• Exercise: In the records below, find the line that contains "Would you mind indicating the crown", then transcribe it and every later line exactly, stopping at the final line.

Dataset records
----------

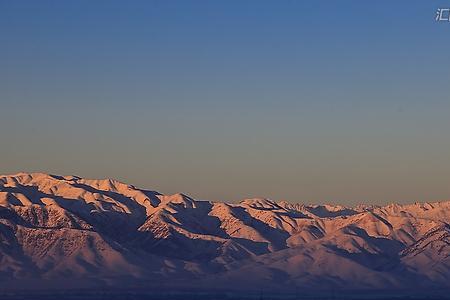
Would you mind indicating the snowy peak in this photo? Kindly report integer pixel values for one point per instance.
(114, 233)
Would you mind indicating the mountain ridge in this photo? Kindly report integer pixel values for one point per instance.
(105, 232)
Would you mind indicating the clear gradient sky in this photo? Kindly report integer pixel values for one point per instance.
(309, 101)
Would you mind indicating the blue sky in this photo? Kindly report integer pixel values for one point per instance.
(309, 101)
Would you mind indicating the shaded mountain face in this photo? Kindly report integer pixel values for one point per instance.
(68, 231)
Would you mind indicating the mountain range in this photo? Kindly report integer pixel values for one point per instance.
(70, 232)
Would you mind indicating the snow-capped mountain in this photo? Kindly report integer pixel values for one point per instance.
(68, 231)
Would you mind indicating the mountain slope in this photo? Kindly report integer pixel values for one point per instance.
(57, 230)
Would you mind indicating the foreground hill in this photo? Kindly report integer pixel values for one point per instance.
(68, 231)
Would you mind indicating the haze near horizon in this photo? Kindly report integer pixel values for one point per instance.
(302, 101)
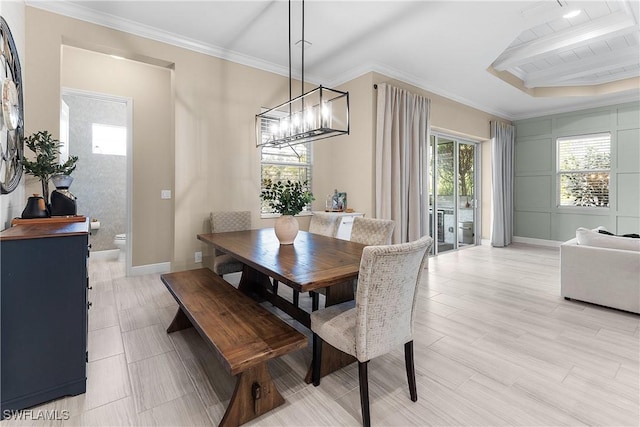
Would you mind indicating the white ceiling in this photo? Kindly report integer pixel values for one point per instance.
(464, 50)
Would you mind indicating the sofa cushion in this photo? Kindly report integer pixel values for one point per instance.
(588, 237)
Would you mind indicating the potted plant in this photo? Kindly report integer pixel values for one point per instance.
(288, 199)
(46, 163)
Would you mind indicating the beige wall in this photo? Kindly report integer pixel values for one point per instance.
(149, 88)
(346, 163)
(216, 165)
(12, 204)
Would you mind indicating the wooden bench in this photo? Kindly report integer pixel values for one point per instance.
(243, 334)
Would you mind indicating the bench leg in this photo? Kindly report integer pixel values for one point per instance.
(254, 395)
(179, 322)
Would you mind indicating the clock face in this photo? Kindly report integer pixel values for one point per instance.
(11, 112)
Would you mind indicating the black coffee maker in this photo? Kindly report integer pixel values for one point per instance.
(63, 203)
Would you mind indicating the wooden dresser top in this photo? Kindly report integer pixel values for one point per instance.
(43, 229)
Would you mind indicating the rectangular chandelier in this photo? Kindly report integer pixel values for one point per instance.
(318, 114)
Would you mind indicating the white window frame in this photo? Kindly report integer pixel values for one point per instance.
(308, 165)
(560, 171)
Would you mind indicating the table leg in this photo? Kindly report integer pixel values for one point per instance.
(257, 285)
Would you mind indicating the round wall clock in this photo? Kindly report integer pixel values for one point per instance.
(11, 113)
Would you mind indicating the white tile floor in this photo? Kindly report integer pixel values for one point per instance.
(495, 344)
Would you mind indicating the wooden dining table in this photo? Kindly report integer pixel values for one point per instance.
(313, 262)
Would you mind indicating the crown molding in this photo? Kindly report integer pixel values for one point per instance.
(110, 21)
(415, 81)
(79, 12)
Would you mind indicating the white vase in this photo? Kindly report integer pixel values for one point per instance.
(286, 228)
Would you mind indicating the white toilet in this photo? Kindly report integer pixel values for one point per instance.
(120, 241)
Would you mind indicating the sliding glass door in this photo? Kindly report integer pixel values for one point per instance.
(452, 192)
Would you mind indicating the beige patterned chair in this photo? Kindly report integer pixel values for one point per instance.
(372, 231)
(383, 316)
(228, 221)
(324, 223)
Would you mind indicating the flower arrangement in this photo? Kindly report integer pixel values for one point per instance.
(46, 164)
(288, 198)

----------

• Task output:
Would you mind indicating the crown molding in this photo? Kindly report integer pixel values for one point per instance.
(110, 21)
(415, 81)
(79, 12)
Would you mind indicating the white vase in this photo? Kindly report integer pixel values for one point per instance.
(286, 228)
Would you mind indicating the white toilet in this photo? Kindly report integer pixel values for one point per instance.
(120, 241)
Would you mind indicating the sliding glass door in this photo? Kindly report integer pixel values for one point per instance.
(452, 192)
Would you mind indicating the beige patterned chair in this photo? Kindly report integer pixel values for one point per instance.
(372, 231)
(383, 316)
(228, 221)
(324, 223)
Would you mind indicating the flower arrangement in this photo? Kindly report integer pixel values for one point per instance.
(46, 164)
(288, 198)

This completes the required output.